(Referring expression pointing data)
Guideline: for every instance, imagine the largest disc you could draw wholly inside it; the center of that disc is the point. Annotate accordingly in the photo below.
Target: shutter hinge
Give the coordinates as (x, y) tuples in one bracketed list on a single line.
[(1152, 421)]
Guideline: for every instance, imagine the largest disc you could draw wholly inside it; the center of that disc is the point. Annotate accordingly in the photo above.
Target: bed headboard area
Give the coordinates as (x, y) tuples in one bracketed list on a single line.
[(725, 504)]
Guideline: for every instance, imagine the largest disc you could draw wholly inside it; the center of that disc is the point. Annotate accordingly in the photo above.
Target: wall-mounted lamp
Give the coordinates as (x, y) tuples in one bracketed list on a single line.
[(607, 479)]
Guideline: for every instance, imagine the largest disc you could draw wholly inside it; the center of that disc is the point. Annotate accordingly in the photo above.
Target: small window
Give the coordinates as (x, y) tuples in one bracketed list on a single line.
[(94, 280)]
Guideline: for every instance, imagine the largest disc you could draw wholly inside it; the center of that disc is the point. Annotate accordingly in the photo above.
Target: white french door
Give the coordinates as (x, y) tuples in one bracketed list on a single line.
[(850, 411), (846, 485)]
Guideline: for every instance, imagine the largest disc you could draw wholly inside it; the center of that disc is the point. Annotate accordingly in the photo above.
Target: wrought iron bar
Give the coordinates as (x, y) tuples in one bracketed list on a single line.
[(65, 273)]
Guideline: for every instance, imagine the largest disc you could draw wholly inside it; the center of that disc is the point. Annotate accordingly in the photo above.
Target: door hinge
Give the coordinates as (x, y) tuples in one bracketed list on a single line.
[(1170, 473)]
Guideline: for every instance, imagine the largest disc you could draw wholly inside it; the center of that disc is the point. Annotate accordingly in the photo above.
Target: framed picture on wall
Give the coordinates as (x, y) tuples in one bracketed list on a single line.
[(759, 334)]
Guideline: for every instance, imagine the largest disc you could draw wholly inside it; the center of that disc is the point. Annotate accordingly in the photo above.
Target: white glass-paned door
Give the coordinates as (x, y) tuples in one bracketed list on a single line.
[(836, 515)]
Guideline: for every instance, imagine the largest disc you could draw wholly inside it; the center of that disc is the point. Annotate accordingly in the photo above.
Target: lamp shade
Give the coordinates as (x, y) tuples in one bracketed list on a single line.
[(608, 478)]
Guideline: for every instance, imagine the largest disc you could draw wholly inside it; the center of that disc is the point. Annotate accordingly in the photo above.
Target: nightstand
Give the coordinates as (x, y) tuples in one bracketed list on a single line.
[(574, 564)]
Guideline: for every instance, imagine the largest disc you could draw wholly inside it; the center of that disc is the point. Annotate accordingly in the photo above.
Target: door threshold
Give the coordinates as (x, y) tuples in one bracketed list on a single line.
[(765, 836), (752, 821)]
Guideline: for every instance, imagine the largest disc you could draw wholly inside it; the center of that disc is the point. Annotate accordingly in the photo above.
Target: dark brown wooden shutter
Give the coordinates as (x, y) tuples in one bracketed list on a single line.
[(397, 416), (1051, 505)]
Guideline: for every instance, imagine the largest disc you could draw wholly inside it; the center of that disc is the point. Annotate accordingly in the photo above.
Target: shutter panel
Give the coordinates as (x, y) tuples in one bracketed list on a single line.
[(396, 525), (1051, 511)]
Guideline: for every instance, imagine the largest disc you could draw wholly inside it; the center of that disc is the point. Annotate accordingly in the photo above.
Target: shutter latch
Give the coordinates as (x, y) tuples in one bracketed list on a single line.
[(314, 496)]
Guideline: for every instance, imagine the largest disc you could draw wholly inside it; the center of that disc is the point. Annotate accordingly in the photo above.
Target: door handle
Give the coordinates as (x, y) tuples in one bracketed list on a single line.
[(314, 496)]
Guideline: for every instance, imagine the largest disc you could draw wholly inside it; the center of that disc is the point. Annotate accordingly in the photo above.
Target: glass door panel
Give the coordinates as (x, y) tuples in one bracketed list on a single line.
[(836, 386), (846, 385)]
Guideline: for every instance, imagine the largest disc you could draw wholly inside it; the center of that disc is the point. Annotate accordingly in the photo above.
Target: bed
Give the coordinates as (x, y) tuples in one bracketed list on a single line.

_The problem_
Your answer should consist only of the lines from the one with "Target: shutter panel" through the last line of the entries above, retyped exactly.

_Answer space_
Target: shutter panel
Give the coordinates as (x, y) tuples in one bracketed list on a single line.
[(396, 525), (1051, 511)]
Guideline: for every instance, imagine the largest disc you could draw wholly inside it; the center of that disc is the point. Annotate accordingly in the photo above.
Target: shutter latch
Give the coordinates as (x, y) tuples in one bracketed list on a single line.
[(314, 496)]
Guideline: for every instance, imagine the largest disc you could draw wholly inside it; the center of that disc is the point. Annotate accordingly in the photo above.
Target: door handle
Give the coordinates as (x, y) tuples in one bracketed list on a single line.
[(314, 496)]
Guideline: for every instance, imagine the largest disc you could draw wholly inside it; the center of that disc is the point. Annotate accordingly in the photo above.
Target: glass door panel
Give the coordinates as (x, y) tuples in one bracketed list on a single line.
[(836, 386), (846, 385)]
Guideline: for every instance, imagine the largest disc you could draw wholly inside it; the center of that disc is the point. Annotate accordingly in the photo above.
Target: bed
Give the coordinates as (x, y) tuples in one bracketed list on a single line.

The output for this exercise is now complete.